(Document segment):
--------------------------------------------------
McCollum Out on Bond; Police Source Says Suspected Serial Killer Confessed to McCollum's Crime





Q: When does someone charged with murder not pose a threat to public safety?

A: When he is innocent.

It's beginning to look a lot like Christmas for Claude McCollum.  Today, at a bond hearing,  prosecutors supported his release, telling the court that they do not believe he poses a threat to public safety. McCollum was released to an aunt pending a re-trial that is looking more and more like it will never happen.  Later in the day, more good news surfaced when a state police officer, breaking a gag rule, released the one nugget that we've all been waiting for -- suspected serial killer and rapist Matthew Macon confessed to the murder and sexual assault of Carolyn Kronenberg, the Lansing Community College Professor, whom McCollum was convicted of killing.  To see videos and photos of this glorious day, see Kevin Grasha's stories at: http://www.lsj.com/apps/pbcs.dll/article?AID=/20071016/NEWS01/710160353/1001/news&template=printart

 

October 03, 2007

DNA Evidence Gains New Trial for One Defendant but Not For Co-Defendant

It's been a full year since attorneys for James Owens Jr. and James Thompson, Jr. announced that DNA testing excluded them as the source of semen found inside the victim of a 1988 stabbing and sexual assault in Baltimore City, a crime for which they were convicted and incarcerated for 19 years. The pair - friends for years - became wrapped up in the high-profile Williar case when Thompson claimed to have found the murder weapon.  Thompson, who suffered a head injury as a young man and was low-functioning, was lured by a police offer of a $1,000 reward for information in the case.  He gave police a switchblade knife that he said was the murder weapon. Police pressed him for details on how he found the weapon and eventually accused him of taking part in the crime.  In a Perry-Mason like moment at Owens' trial, while testifying against Owens, Thompson confessed that he, too, was at the scene of the crime, telling a jury that he masturbated as he watched Owens rape and kill Williar. 

Owens was convicted of felony murder but acquitted of the rape charge. He was sentenced to life in prison without possibility of parole.  No forensic evidence linked him to the crime, although prosecutors implied that the semen was his.  A jailhouse snitch also testifed against Owens.  During Thompson's trial, prosecutors said a pubic hair found at the scene matched Thompson's and that his blue jeans were stained with the victim's blood. Hair evidence has largely been discredited, and recent testing of Thompson's jeans showed the blood stain to be from a man, not a woman.

In May of this year, prosecutors joined with Owens' defense attorney in seeking a new trial for Owens.  That motion was granted.  But prosecutors refused to join in a defense motion for a new trial for Thompson.  In a decision released yesterday, prosecutors prevailed. Judge Marcella A. Holland wrote that while the DNA evidence shows that James Thompson Jr. did not commit the rape, it "does not show that the petitioner is innocent of the underlying crime of burglary, coupled with his confession stating that he burglarized the house as the victim was murdered."  To Holland, Thompson's 1988 confession outweighed the DNA evidence.  “It seems readily apparent from [Thompson’s] testimony that he indeed burglarized the home of the victim the night of the murder,” Holland wrote. “DNA does not remove [him] from the scene of the crime.”
--------------------------------------------------
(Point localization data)
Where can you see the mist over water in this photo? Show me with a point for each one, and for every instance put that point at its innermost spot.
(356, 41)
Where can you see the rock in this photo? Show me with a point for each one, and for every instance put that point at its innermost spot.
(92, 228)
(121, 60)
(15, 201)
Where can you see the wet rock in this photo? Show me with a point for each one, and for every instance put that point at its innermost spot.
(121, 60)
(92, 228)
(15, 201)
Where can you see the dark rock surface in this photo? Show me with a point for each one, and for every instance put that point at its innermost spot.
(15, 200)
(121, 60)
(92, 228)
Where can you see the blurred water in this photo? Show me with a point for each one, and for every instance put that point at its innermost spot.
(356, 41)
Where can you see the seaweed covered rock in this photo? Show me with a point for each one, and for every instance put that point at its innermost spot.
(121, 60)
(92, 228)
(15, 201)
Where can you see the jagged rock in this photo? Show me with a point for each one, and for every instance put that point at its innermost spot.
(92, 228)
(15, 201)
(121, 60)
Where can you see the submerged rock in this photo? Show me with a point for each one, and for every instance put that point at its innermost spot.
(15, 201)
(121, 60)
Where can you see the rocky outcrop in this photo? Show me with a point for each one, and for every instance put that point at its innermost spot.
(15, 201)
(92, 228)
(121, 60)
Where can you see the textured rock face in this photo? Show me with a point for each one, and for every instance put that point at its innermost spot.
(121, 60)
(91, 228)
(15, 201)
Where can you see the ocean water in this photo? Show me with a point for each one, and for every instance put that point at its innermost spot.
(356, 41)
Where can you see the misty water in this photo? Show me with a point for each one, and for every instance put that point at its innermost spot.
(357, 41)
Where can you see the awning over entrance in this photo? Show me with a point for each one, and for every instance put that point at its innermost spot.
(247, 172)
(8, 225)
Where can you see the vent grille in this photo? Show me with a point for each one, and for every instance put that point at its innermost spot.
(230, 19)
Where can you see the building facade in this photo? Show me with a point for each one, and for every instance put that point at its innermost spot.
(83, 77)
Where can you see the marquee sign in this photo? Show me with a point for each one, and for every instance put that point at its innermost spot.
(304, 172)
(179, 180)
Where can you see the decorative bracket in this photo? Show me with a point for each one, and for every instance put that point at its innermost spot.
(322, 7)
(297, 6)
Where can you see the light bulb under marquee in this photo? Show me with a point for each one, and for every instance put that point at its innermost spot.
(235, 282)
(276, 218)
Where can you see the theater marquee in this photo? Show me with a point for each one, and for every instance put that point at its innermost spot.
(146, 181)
--------------------------------------------------
(What you are asked to do):
Answer these questions from the text on the McCollum and Owens cases, one per line:
1. To whom was McCollum released?
2. How much reward money did police offer for information in the Williar case?
3. Which judge wrote the decision on Thompson's motion for a new trial?

(Result of this exercise):
1. An aunt
2. $1,000
3. Judge Marcella A. Holland